**** TEXT BLOCK

I know that’s what the joint venture agreement seems to say but it’s not what we agreed

More usually there will be a written shareholders’ agreement signed by the parties but the parties will disagree about what it means.  Often one party will rely on a literal construction of a particular provision and the other will contend that that can’t be what the parties meant since it makes no commercial sense.  The courts have wrestled with the tension between the dictionary meaning of words and the commercial purpose of the agreement and continue to do so in a well known series of cases starting from Investor’s Compensation Scheme v West Bromwich Building Society[7] in 1998 and ending, for the moment at least, with Wood v Capita Insurance Services Ltd[8] in 2017.

Although your transactional colleagues and your clients may find this hard to understand, what happened in negotiations preceding the agreement is of course not to be taken into account in construing the shareholders agreement.[9]  But it does not follow that the court is limited to considering the words of the agreement alone.   It can take into account other agreements entered into between the parties at the same time and can take into account other facts known to both parties at the time such as the nature of the property, the prospects of obtaining planning permission and the like.  The choice is not really one between the literal meaning of the words and the commercial purpose of the parties but rather of understanding what the parties meant by the words they used given the commercial context known to the parties when the agreement was entered into.

********

Reproduce the passage on interpreting shareholders' agreements, everything from "I know that’s" down to "Ltd[8] in 2017.", but swap "joint venture agreement" for "partnership agreement".

**** EXCERPTED DATA

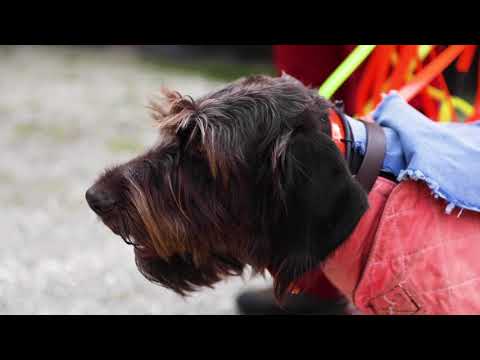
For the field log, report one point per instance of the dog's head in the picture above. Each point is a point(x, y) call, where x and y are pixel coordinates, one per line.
point(244, 175)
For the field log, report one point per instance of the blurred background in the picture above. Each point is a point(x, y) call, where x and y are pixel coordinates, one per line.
point(66, 113)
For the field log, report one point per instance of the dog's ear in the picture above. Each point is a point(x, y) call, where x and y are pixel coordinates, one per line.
point(320, 204)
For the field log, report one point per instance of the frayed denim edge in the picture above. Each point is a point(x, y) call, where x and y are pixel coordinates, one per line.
point(436, 191)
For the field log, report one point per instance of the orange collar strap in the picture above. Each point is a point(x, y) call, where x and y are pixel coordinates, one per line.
point(337, 130)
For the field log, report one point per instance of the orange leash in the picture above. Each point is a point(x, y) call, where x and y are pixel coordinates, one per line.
point(431, 71)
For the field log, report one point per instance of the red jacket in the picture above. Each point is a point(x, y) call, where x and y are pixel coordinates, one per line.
point(406, 256)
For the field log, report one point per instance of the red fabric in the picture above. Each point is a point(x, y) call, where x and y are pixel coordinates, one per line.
point(407, 256)
point(312, 64)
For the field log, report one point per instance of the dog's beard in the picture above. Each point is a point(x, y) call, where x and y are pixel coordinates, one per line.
point(180, 273)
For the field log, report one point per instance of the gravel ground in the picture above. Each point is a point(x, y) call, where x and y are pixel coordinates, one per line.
point(65, 114)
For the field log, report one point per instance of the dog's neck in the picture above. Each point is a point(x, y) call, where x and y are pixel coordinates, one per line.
point(349, 135)
point(343, 135)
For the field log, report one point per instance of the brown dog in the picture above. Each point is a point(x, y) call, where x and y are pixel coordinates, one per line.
point(246, 175)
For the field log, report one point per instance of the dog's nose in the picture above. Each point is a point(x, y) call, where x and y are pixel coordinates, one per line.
point(99, 200)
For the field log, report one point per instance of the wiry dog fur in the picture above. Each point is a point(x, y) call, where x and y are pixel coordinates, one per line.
point(244, 175)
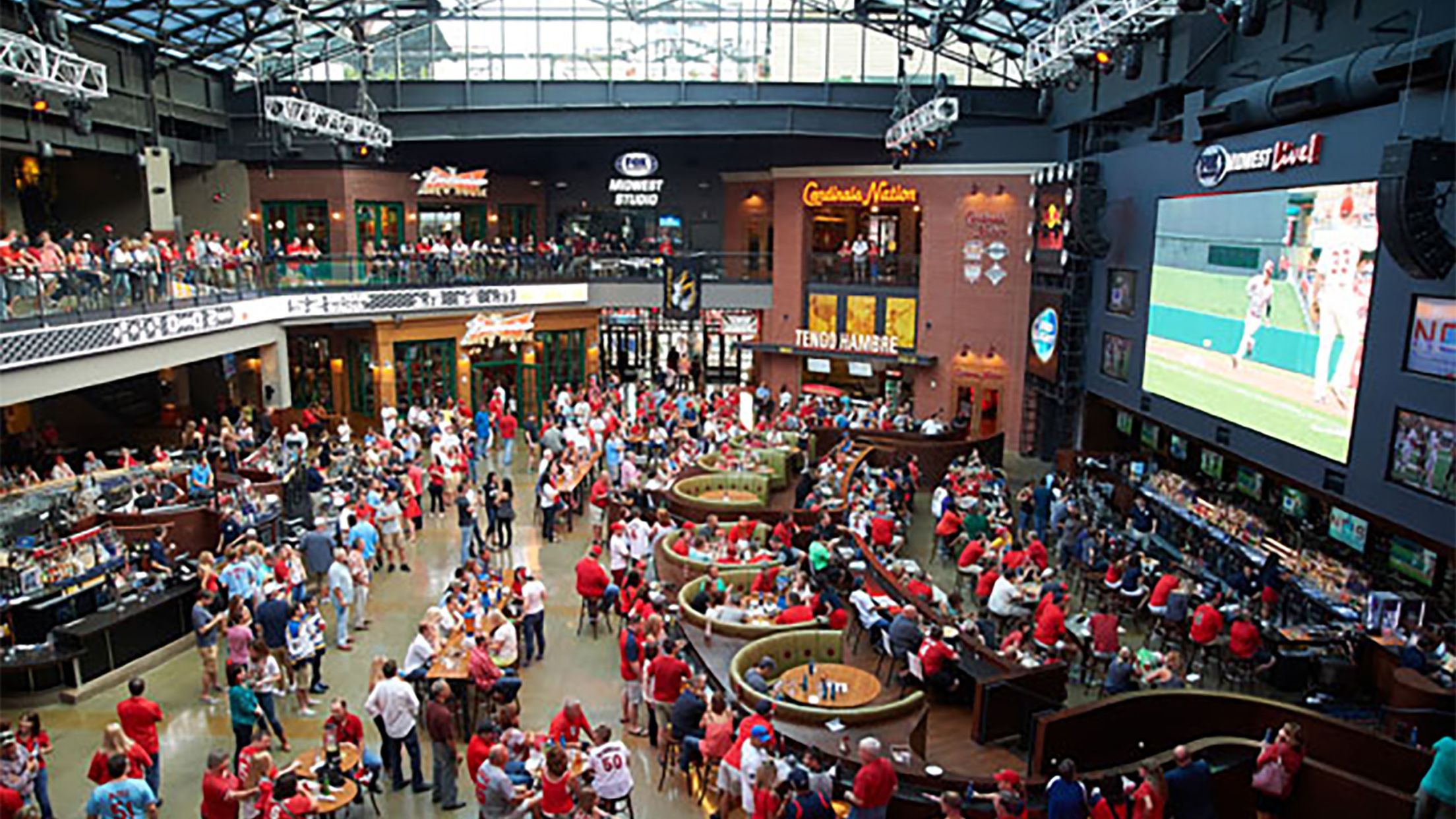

********

RESULT →
I know that’s what the partnership agreement seems to say but it’s not what we agreed

More usually there will be a written shareholders’ agreement signed by the parties but the parties will disagree about what it means.  Often one party will rely on a literal construction of a particular provision and the other will contend that that can’t be what the parties meant since it makes no commercial sense.  The courts have wrestled with the tension between the dictionary meaning of words and the commercial purpose of the agreement and continue to do so in a well known series of cases starting from Investor’s Compensation Scheme v West Bromwich Building Society[7] in 1998 and ending, for the moment at least, with Wood v Capita Insurance Services Ltd[8] in 2017.